# Objective
Please pull out each line of the data below that contains the string "front", and copy those lines in full. Matching is case-sensitive.

— start of Source material —

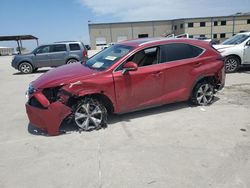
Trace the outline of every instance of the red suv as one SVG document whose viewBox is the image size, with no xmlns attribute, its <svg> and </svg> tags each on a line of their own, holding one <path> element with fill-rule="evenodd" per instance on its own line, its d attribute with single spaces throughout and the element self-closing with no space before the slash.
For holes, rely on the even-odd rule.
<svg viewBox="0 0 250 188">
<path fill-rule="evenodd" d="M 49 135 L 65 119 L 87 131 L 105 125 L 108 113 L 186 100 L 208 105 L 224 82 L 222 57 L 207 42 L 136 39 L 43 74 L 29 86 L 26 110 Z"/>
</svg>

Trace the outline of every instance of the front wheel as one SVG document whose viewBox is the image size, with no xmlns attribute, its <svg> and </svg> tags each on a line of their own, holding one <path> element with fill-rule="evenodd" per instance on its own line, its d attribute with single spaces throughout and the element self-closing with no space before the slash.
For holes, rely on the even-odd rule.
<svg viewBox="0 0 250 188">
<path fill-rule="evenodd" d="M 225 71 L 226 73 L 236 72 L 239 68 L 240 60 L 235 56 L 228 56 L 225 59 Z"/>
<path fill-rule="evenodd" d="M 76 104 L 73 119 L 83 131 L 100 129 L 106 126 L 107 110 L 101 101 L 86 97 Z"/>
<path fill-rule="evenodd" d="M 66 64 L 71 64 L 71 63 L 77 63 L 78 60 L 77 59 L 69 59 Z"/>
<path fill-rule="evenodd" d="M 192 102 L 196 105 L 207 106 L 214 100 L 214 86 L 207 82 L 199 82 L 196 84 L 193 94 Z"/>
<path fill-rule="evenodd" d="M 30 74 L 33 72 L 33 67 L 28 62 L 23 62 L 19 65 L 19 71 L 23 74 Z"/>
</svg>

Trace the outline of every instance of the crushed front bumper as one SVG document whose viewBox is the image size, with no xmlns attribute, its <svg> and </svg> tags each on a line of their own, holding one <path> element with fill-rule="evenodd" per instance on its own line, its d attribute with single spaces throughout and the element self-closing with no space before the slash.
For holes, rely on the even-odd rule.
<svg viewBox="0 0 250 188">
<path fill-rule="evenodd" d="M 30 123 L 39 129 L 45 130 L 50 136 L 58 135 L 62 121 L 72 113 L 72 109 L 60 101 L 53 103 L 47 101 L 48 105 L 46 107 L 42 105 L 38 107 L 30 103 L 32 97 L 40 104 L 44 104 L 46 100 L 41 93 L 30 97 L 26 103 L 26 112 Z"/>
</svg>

— end of Source material —
— start of Source material —

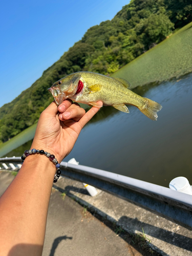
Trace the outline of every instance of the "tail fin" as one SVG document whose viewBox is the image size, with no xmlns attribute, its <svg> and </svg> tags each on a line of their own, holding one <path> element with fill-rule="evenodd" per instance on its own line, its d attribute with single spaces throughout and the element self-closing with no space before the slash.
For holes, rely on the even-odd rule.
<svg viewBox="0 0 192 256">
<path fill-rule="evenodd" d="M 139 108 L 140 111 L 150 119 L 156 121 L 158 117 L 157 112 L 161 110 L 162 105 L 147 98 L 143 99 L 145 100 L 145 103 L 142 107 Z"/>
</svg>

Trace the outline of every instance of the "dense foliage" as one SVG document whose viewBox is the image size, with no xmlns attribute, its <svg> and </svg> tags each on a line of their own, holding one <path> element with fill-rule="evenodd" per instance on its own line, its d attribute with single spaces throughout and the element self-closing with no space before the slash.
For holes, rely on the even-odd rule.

— end of Source material —

# Full response
Trace the outline of every instance of the front wheel as one SVG document whose viewBox is the image size, with no xmlns attribute, its <svg> and </svg> tags each on a line of their own, holding one <path> element with fill-rule="evenodd" per instance on its own line, its d attribute with single spaces throughout and the element self-closing with no space before the slash.
Trace the outline of every instance of the crushed front bumper as one SVG document whose viewBox is the image size, with no xmlns attribute, its <svg> and </svg> tags each on a line of their own, holding one <path> element with fill-rule="evenodd" per instance on its own line, its d attribute with single spaces throughout and the element self-closing with no space before the slash.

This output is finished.